▶ [What the task requires]:
Return each line of the data that follows exactly as it reads.

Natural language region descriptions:
+++

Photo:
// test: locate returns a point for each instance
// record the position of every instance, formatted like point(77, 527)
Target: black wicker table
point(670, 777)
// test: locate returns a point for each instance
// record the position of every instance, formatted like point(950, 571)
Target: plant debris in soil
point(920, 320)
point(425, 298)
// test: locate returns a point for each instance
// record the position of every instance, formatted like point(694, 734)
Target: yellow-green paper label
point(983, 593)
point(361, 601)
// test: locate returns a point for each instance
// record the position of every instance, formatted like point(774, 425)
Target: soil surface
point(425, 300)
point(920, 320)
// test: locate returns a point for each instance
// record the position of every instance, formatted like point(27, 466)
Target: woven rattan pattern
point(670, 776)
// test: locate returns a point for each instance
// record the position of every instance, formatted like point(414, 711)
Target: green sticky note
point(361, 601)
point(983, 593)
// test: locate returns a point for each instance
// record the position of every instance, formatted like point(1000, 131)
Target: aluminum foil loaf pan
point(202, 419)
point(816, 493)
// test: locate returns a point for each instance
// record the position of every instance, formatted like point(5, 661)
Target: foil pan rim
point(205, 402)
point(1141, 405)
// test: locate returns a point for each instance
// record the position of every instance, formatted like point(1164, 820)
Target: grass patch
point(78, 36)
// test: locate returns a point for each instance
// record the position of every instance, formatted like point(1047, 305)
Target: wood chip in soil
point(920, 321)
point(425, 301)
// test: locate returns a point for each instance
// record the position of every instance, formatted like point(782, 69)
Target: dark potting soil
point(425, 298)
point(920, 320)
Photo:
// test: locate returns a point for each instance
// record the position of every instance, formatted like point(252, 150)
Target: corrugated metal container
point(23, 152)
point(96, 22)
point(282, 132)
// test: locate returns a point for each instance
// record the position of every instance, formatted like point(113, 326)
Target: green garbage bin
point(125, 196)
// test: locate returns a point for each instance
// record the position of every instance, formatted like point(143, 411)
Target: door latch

+++

▶ [Answer to this problem]:
Photo:
// test: locate returns a point for each instance
// record the position of every instance, formatted like point(77, 527)
Target: black wicker table
point(670, 777)
// test: locate returns a point for each instance
// record the position of every instance, formatted like point(950, 571)
Target: plant debris in soil
point(920, 320)
point(425, 298)
// test: locate returns a point for each instance
// record the position of every instance, formatted like point(694, 734)
Target: yellow-green paper label
point(983, 593)
point(361, 601)
// test: locate returns a point for each instance
// record the position of every instance, formatted like point(774, 425)
Target: soil surface
point(425, 300)
point(920, 320)
// test: locate returns a point for each instance
// record the position of every instance, formatted like point(27, 466)
Target: woven rattan pattern
point(670, 776)
// test: locate returns a point for each instance
// record the position of every instance, formatted like point(414, 711)
Target: green sticky note
point(361, 601)
point(983, 593)
// test: locate returns a point for each instance
// record the position of every instance, formatted like point(1000, 131)
Target: aluminum foil loaf pan
point(202, 419)
point(816, 493)
// test: locate returns a point for each instance
// record the position of every instance, formatted like point(5, 661)
Target: foil pan rim
point(205, 402)
point(1141, 405)
// test: locate returns a point for each instance
// record the position of every instance, formatted like point(1164, 820)
Target: grass patch
point(78, 36)
// test: locate returns a point for each instance
// record the position of every instance, formatted like point(1047, 305)
Target: wood chip in soil
point(920, 321)
point(425, 301)
// test: locate returns a point for each instance
// record the position of every instance, formatted like point(782, 69)
Target: dark potting soil
point(425, 298)
point(920, 320)
Photo:
// test: locate returns a point for each instance
// record the position of every instance, formatted like point(252, 150)
Target: corrugated metal container
point(23, 152)
point(96, 22)
point(282, 132)
// test: locate returns a point for each instance
// record the position of every instance, formatted like point(113, 326)
Target: green garbage bin
point(125, 196)
// test: locate returns a point for each instance
// record the position of every instance, formatted like point(143, 411)
Target: door latch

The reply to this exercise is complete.